▸ Short task
Please repeat the data from the line holding "Ground all instances of sidewalk." through the line holding "[54,135,185,312]", inclusive, renaming "soccer player" to "footballer" and leaving everything else unchanged. Leave the pictures out.

▸ Source material
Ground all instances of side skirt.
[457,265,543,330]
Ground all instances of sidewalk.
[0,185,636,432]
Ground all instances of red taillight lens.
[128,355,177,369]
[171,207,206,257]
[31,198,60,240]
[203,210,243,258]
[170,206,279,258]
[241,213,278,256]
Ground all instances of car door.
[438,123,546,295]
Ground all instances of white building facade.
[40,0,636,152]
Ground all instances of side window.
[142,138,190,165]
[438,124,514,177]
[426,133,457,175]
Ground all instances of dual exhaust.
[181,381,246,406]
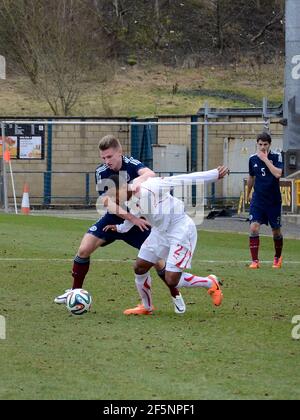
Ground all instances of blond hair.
[98,134,122,152]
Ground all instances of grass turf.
[0,215,300,400]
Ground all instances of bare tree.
[0,0,100,115]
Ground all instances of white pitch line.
[0,257,300,265]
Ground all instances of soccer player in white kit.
[105,166,229,315]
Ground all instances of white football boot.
[172,293,186,314]
[54,289,72,305]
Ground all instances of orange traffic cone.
[21,183,30,214]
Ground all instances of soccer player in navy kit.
[247,133,283,269]
[54,135,185,312]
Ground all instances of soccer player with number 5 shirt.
[247,132,283,269]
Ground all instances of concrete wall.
[8,120,130,205]
[4,116,282,205]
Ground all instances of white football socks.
[135,272,152,311]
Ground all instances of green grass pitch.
[0,215,300,400]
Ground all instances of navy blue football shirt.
[95,156,145,195]
[249,151,283,207]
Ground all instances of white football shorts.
[138,215,197,272]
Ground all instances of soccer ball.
[66,289,92,315]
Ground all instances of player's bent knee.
[133,260,152,275]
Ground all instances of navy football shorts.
[249,203,281,229]
[87,213,151,249]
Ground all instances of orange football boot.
[249,260,260,270]
[207,274,223,306]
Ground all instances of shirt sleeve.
[274,152,284,170]
[148,169,219,187]
[116,220,134,233]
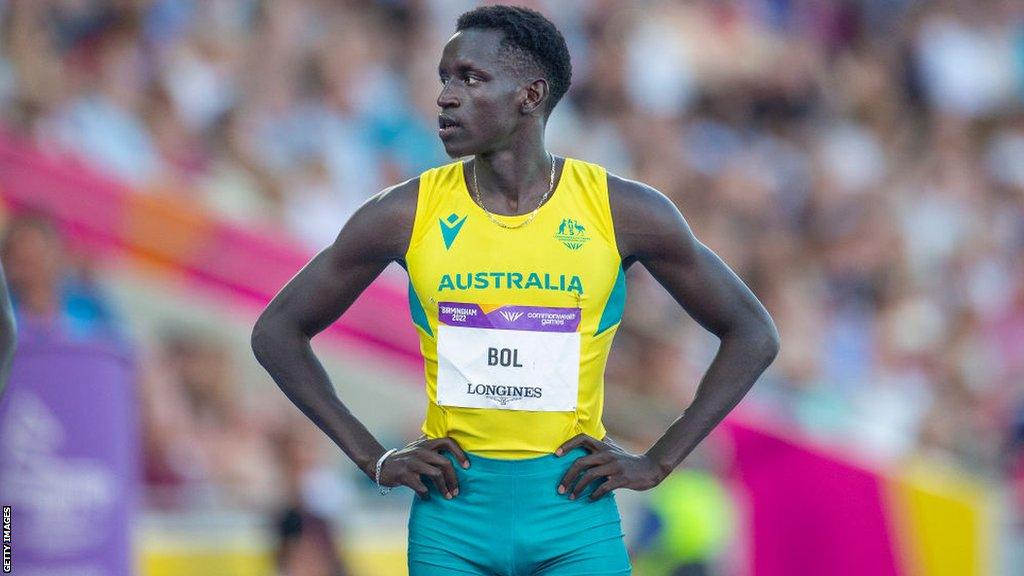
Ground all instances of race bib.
[437,302,582,412]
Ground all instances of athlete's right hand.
[381,437,469,500]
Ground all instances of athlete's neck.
[473,143,554,215]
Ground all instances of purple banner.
[437,302,582,332]
[0,323,138,576]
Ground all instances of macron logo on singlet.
[437,212,469,250]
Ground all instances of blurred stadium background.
[0,0,1024,576]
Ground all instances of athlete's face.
[437,30,526,158]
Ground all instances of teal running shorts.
[409,448,632,576]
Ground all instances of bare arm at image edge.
[608,175,779,475]
[0,268,17,398]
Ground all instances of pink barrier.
[725,421,901,576]
[0,129,422,368]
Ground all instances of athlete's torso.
[404,159,626,458]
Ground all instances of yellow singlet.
[406,159,626,459]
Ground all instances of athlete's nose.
[437,80,459,110]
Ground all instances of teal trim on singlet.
[594,266,626,336]
[409,281,434,336]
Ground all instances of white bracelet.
[374,448,398,495]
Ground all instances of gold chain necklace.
[473,153,555,230]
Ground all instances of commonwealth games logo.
[555,218,590,250]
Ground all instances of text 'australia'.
[437,272,583,295]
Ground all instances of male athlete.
[253,6,778,576]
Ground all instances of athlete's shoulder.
[607,172,692,258]
[417,160,463,191]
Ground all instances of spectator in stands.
[0,214,119,340]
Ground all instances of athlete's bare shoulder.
[608,172,697,264]
[331,177,420,261]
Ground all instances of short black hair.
[456,5,572,114]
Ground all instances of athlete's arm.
[252,179,466,495]
[560,174,779,499]
[0,268,17,398]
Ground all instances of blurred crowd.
[0,0,1024,561]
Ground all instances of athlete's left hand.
[555,434,668,501]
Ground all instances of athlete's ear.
[522,78,548,115]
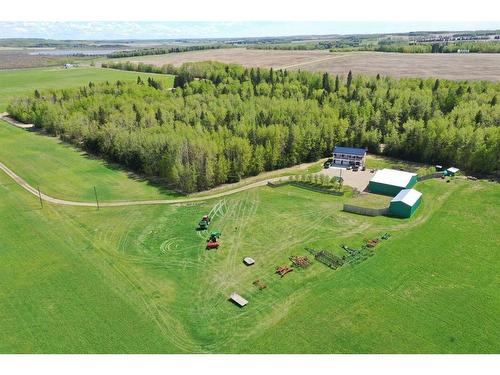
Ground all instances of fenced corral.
[417,172,443,181]
[343,203,389,216]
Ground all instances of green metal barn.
[368,169,417,196]
[389,189,422,218]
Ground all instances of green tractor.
[198,215,210,230]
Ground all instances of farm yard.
[0,50,500,353]
[115,48,500,82]
[0,118,500,353]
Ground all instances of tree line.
[247,40,500,53]
[8,62,500,192]
[106,44,229,59]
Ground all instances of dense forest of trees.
[8,62,500,192]
[106,44,230,59]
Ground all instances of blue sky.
[0,21,500,39]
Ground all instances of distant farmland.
[119,48,500,81]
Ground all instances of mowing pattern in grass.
[0,68,174,112]
[0,114,500,353]
[0,154,500,353]
[0,121,177,201]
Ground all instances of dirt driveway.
[319,167,374,191]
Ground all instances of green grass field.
[0,67,174,112]
[0,125,500,353]
[0,121,178,201]
[0,69,500,353]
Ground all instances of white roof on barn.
[391,189,422,206]
[370,169,417,187]
[231,292,248,307]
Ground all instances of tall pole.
[37,186,43,209]
[94,186,99,210]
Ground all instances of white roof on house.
[370,169,417,187]
[391,189,422,206]
[231,292,248,307]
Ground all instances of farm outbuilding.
[445,167,460,176]
[389,189,422,218]
[368,169,417,196]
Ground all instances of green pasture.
[0,67,174,112]
[0,126,500,353]
[0,68,500,353]
[0,121,177,201]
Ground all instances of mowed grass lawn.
[0,120,178,201]
[0,129,500,353]
[0,67,174,112]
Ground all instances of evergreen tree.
[346,70,352,89]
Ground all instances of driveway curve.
[0,162,296,207]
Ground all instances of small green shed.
[389,189,422,218]
[368,169,417,196]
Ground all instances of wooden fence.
[344,203,389,216]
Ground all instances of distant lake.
[30,49,124,56]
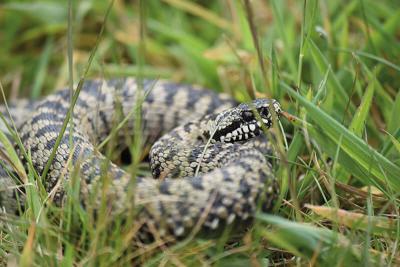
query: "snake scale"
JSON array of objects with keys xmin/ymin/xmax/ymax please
[{"xmin": 0, "ymin": 78, "xmax": 281, "ymax": 238}]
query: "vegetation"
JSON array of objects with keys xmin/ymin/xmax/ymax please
[{"xmin": 0, "ymin": 0, "xmax": 400, "ymax": 266}]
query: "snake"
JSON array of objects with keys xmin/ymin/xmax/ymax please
[{"xmin": 0, "ymin": 77, "xmax": 282, "ymax": 238}]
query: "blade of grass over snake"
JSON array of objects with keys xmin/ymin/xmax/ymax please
[
  {"xmin": 42, "ymin": 0, "xmax": 114, "ymax": 181},
  {"xmin": 281, "ymin": 82, "xmax": 400, "ymax": 192}
]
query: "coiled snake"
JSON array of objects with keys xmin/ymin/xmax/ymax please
[{"xmin": 0, "ymin": 78, "xmax": 281, "ymax": 240}]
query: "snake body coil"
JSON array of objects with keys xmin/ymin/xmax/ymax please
[{"xmin": 0, "ymin": 78, "xmax": 281, "ymax": 237}]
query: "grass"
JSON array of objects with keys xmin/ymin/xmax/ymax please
[{"xmin": 0, "ymin": 0, "xmax": 400, "ymax": 266}]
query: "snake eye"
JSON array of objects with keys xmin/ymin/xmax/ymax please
[
  {"xmin": 260, "ymin": 108, "xmax": 269, "ymax": 117},
  {"xmin": 242, "ymin": 111, "xmax": 254, "ymax": 121}
]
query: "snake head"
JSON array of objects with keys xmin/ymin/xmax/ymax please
[{"xmin": 209, "ymin": 99, "xmax": 282, "ymax": 143}]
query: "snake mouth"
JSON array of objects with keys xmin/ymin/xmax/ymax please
[{"xmin": 213, "ymin": 119, "xmax": 271, "ymax": 143}]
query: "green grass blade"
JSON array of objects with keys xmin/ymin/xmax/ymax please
[{"xmin": 281, "ymin": 83, "xmax": 400, "ymax": 192}]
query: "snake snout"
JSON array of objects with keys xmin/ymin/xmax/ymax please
[{"xmin": 213, "ymin": 99, "xmax": 282, "ymax": 143}]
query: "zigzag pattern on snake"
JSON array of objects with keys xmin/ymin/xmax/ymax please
[{"xmin": 0, "ymin": 78, "xmax": 281, "ymax": 240}]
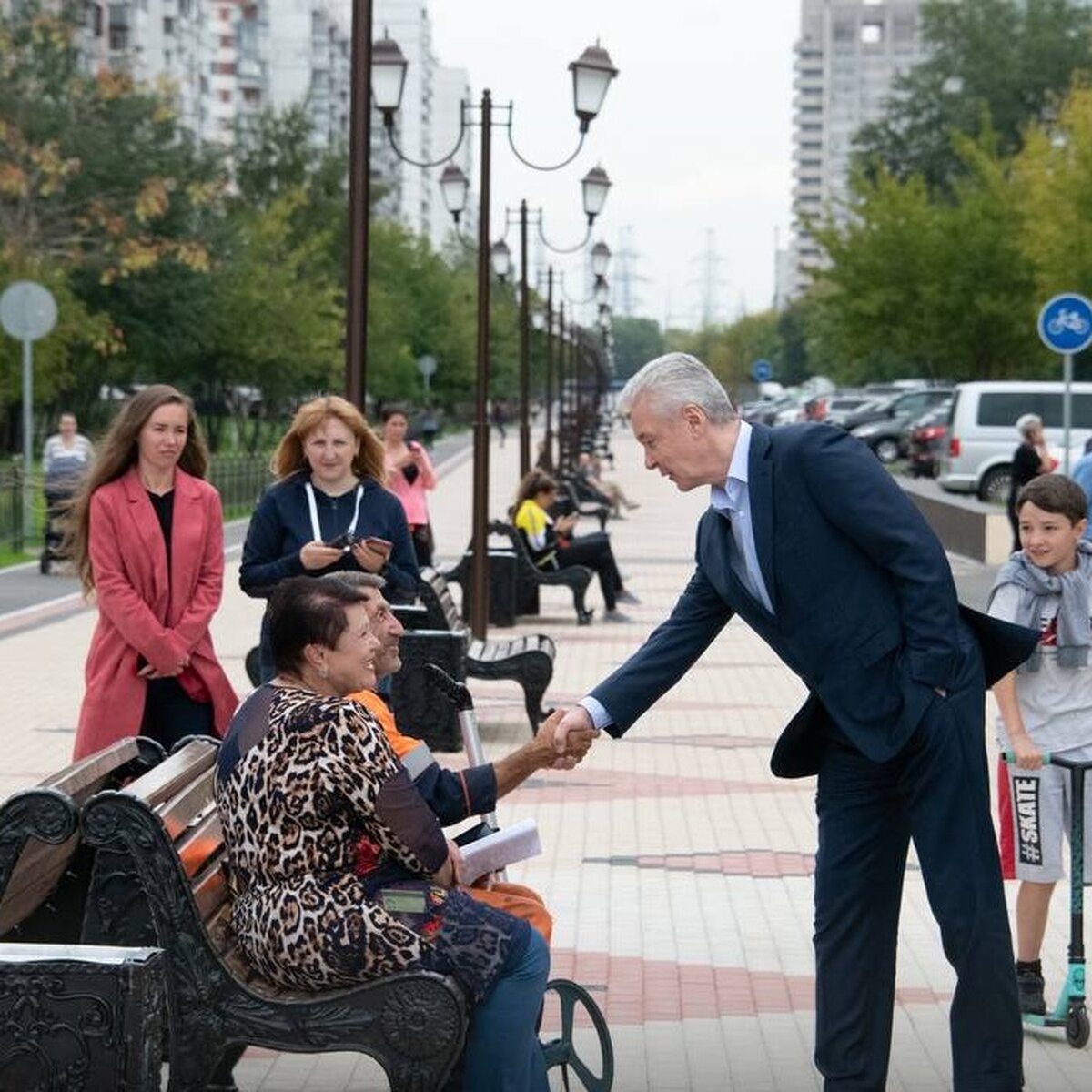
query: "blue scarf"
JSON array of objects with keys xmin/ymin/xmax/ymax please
[{"xmin": 989, "ymin": 539, "xmax": 1092, "ymax": 672}]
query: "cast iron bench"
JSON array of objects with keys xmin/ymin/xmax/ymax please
[
  {"xmin": 490, "ymin": 520, "xmax": 592, "ymax": 626},
  {"xmin": 0, "ymin": 736, "xmax": 163, "ymax": 944},
  {"xmin": 415, "ymin": 567, "xmax": 557, "ymax": 733},
  {"xmin": 81, "ymin": 738, "xmax": 466, "ymax": 1092}
]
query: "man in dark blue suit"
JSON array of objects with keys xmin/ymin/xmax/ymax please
[{"xmin": 555, "ymin": 354, "xmax": 1036, "ymax": 1092}]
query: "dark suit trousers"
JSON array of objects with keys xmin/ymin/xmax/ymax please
[{"xmin": 814, "ymin": 624, "xmax": 1022, "ymax": 1092}]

▸ Worked answer
Ground all instances of sidewalk.
[0,185,636,432]
Ground all instances of red taillight lens.
[128,355,177,369]
[171,207,206,257]
[31,198,60,240]
[203,210,243,258]
[170,206,279,258]
[241,213,278,256]
Ground all instances of car door.
[438,123,546,295]
Ground all instances of white building facade.
[40,0,636,152]
Ground all instances of side window.
[142,138,190,165]
[438,124,514,177]
[426,133,457,175]
Ground all instances of dual exhaust.
[181,381,246,406]
Ground all instances of blond hair.
[98,134,122,152]
Ground all instances of grass turf.
[0,215,300,400]
Ground all instances of bare tree.
[0,0,100,115]
Ground all instances of white pitch line.
[0,257,300,265]
Ground all instances of footballer in white kit.
[105,166,229,315]
Ground all instances of white football boot.
[172,293,186,314]
[54,289,72,305]
Ground all instances of orange traffic cone.
[21,183,30,214]
Ground all instances of footballer in navy kit.
[247,133,283,269]
[54,135,185,312]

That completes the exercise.